- _Dataset rows_
::::

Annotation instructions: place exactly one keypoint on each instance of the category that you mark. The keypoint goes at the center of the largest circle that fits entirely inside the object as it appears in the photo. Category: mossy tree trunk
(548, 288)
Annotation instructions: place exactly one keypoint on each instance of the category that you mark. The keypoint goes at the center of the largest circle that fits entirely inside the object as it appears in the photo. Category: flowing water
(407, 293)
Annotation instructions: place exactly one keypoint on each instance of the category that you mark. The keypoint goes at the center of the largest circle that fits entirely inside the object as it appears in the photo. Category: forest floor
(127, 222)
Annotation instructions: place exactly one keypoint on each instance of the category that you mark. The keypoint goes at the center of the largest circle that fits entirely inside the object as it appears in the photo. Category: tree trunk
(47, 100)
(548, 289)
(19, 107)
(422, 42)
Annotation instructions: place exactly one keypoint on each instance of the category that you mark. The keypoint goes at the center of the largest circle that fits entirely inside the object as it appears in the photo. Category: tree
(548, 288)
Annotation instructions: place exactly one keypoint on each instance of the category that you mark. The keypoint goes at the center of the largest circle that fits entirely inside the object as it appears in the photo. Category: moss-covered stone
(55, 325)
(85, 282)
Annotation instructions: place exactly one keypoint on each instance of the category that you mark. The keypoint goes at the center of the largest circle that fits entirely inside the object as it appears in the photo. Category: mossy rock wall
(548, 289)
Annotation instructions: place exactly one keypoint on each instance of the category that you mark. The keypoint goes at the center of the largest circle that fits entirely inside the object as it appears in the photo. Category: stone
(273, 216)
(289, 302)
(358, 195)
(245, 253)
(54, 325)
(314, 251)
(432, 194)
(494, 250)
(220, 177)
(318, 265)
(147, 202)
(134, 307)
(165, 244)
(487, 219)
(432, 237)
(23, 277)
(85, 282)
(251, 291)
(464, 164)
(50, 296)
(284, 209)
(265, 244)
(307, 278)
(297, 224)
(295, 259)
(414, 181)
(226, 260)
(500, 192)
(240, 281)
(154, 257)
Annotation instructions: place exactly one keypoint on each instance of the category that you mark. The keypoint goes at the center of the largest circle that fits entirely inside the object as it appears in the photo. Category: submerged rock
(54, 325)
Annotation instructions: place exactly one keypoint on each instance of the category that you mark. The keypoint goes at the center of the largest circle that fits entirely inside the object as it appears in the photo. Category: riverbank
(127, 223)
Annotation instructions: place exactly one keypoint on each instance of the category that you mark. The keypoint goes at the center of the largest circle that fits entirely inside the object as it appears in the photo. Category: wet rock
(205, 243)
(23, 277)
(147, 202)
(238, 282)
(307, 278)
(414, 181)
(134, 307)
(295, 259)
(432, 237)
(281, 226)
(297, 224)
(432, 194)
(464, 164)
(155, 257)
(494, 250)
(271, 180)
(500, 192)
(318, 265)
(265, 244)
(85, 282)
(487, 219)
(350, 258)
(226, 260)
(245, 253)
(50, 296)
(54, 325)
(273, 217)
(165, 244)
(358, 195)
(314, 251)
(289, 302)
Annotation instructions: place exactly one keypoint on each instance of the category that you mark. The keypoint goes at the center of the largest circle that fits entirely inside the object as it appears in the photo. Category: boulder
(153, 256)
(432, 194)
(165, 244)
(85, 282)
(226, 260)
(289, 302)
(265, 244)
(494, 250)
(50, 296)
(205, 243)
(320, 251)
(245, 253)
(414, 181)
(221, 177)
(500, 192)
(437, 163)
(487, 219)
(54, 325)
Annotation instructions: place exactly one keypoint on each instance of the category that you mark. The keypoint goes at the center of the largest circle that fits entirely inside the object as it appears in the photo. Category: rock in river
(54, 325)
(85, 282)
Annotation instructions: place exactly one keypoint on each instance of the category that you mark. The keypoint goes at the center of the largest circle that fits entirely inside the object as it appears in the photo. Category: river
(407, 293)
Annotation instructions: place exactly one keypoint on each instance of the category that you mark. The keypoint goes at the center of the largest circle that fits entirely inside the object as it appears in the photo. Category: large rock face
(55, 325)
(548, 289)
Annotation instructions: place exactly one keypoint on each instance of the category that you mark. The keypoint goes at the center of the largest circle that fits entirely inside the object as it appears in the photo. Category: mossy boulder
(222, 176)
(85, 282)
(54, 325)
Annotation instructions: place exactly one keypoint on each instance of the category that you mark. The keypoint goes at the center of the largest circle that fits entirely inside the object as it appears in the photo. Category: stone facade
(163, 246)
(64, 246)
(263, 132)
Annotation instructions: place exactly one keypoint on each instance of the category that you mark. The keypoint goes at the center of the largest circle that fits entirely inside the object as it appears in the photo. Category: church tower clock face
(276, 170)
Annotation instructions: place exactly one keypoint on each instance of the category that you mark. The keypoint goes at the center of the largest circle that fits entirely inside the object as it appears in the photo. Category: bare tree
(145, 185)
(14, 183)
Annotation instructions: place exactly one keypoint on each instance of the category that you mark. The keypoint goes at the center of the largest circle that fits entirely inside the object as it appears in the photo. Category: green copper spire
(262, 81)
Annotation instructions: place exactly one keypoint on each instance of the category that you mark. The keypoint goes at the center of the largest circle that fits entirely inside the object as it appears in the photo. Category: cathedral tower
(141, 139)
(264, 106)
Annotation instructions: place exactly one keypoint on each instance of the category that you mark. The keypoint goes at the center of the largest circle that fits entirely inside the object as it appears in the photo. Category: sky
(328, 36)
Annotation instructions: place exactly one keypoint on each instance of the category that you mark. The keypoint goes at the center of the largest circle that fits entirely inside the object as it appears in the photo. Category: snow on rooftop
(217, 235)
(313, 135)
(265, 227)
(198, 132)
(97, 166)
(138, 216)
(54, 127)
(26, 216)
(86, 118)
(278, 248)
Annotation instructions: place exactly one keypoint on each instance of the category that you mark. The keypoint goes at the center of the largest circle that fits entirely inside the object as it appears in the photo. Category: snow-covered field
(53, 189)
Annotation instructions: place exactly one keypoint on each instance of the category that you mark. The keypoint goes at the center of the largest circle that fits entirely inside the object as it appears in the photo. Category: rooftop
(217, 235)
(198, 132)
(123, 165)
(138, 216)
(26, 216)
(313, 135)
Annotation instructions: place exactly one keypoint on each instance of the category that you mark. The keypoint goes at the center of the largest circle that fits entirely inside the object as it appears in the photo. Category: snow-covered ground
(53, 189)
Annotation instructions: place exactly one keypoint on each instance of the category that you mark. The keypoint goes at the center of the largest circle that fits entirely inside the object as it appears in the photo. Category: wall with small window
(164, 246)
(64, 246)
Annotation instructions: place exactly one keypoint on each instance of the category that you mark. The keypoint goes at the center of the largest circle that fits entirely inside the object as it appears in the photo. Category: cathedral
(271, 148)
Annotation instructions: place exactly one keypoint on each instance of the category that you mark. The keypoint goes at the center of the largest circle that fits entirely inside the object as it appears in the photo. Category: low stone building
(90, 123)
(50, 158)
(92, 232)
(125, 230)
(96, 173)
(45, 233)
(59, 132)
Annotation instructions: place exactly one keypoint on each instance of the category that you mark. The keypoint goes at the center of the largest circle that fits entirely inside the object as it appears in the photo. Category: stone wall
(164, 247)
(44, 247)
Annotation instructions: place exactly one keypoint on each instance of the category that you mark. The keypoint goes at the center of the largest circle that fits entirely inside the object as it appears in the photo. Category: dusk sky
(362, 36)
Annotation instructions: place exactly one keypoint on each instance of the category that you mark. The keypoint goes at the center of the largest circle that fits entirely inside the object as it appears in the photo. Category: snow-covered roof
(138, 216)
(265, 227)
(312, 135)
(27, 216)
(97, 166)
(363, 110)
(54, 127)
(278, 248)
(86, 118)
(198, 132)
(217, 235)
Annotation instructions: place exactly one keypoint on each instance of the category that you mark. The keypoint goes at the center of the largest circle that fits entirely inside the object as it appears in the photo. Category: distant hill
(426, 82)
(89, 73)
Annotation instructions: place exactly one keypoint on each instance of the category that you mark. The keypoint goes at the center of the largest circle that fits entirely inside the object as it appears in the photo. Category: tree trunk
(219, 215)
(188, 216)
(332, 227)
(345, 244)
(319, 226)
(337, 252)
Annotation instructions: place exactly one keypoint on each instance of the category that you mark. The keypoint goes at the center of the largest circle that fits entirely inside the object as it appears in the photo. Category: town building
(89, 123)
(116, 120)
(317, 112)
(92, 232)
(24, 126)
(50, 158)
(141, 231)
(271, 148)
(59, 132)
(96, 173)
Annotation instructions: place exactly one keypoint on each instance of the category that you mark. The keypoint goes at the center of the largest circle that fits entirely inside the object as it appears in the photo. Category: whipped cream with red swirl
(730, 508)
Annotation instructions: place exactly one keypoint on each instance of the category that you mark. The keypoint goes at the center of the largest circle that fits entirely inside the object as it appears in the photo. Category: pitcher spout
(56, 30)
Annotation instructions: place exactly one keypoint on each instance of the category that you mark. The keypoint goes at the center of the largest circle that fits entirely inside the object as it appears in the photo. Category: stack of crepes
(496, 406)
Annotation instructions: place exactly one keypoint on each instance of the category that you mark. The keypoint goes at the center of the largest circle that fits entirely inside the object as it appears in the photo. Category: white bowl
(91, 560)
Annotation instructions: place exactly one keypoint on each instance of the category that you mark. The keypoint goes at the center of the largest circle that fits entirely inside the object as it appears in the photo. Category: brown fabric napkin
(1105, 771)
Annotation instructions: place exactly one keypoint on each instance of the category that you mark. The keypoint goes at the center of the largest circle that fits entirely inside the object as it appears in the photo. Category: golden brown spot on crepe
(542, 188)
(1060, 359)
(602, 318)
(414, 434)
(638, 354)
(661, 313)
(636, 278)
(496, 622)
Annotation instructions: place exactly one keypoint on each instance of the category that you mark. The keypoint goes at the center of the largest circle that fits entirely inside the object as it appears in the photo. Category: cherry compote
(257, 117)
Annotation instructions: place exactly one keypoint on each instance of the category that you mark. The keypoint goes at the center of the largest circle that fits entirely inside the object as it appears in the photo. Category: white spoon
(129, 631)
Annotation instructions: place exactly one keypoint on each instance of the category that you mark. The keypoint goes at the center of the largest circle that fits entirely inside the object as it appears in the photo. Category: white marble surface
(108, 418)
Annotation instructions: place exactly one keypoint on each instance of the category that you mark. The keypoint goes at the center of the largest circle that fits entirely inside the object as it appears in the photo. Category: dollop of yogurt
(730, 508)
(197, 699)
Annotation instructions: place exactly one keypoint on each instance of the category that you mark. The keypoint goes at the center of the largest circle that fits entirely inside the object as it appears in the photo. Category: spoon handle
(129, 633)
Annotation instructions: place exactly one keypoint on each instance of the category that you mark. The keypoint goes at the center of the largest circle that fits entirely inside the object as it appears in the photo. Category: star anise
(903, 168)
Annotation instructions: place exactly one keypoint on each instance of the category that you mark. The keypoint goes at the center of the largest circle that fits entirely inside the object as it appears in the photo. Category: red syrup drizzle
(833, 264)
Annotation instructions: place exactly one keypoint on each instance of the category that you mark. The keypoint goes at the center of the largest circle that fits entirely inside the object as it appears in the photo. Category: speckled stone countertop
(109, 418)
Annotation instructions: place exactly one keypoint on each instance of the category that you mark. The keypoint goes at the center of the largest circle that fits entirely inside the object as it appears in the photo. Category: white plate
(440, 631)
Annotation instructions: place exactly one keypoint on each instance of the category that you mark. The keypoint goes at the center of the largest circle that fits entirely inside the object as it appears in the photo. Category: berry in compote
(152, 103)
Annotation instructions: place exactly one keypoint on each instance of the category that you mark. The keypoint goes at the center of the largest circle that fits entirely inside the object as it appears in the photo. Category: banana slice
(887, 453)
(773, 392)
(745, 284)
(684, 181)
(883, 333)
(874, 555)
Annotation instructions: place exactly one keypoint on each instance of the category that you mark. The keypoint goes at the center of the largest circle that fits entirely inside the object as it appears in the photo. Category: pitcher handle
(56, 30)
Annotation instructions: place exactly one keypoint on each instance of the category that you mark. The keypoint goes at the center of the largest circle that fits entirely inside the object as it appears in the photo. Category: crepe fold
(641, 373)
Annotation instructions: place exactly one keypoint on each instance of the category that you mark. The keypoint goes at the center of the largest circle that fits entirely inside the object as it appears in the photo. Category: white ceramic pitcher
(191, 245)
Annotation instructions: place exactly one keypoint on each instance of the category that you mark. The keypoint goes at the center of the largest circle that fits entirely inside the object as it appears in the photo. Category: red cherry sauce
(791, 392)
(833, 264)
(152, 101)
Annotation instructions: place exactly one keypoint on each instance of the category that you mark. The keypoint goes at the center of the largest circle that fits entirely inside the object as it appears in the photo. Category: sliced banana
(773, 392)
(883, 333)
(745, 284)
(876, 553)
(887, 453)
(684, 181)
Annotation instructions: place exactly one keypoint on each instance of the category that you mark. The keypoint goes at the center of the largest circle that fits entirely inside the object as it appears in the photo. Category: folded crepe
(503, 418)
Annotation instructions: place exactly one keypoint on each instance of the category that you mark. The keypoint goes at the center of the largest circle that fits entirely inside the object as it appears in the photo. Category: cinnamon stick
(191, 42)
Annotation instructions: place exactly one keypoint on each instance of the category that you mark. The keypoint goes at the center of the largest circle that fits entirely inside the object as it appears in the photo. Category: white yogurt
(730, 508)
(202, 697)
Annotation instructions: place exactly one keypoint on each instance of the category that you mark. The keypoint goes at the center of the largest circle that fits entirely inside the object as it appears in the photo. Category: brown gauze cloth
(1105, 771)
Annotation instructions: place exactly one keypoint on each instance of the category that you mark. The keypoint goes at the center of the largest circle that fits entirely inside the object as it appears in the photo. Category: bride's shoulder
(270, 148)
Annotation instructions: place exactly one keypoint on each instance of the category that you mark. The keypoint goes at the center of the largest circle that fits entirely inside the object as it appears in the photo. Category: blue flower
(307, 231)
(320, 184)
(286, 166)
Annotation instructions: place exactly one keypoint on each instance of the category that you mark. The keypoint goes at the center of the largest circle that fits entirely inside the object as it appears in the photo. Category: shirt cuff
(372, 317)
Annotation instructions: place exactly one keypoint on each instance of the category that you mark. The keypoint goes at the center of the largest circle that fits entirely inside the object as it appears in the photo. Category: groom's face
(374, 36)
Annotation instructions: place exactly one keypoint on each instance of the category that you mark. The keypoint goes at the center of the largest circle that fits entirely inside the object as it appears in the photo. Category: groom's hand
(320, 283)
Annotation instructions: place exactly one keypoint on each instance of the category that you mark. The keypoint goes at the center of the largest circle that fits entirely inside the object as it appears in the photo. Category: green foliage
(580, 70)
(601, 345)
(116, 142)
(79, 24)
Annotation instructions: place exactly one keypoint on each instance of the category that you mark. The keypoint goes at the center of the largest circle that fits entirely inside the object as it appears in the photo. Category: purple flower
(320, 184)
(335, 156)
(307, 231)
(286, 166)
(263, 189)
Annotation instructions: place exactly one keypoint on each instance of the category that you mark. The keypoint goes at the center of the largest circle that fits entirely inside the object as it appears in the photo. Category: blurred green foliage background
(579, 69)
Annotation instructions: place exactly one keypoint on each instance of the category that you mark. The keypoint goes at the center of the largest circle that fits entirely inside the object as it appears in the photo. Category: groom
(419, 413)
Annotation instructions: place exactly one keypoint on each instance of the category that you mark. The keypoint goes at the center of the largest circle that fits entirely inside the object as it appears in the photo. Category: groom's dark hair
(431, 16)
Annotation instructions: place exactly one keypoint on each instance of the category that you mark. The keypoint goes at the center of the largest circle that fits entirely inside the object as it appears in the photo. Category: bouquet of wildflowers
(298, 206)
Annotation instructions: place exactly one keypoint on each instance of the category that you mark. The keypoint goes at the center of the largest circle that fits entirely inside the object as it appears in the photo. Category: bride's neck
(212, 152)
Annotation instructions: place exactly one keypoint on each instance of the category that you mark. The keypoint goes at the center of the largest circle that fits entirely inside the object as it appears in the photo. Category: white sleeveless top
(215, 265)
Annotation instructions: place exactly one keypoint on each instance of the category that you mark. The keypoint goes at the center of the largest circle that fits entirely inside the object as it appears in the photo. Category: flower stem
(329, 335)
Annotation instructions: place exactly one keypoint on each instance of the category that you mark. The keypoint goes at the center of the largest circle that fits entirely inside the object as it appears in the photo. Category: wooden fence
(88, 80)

::::

- _What you will do_
Extract, unchanged, the closing run of lines that opens with the line containing "Category: flower stem" and ends with the last line.

- _Answer to this exercise_
Annotation instructions: place exactly one keypoint on each instance of the category that you mark. The keypoint goes at the center of the largest circle that fits entirely inside the object as it appears in the photo. Category: flower stem
(329, 335)
Annotation instructions: place exactly one keypoint on each instance of the category that you mark. The keypoint goes at the center of the largest circle that fits entirely inside the object as it appears in the photo. Category: wooden fence
(88, 80)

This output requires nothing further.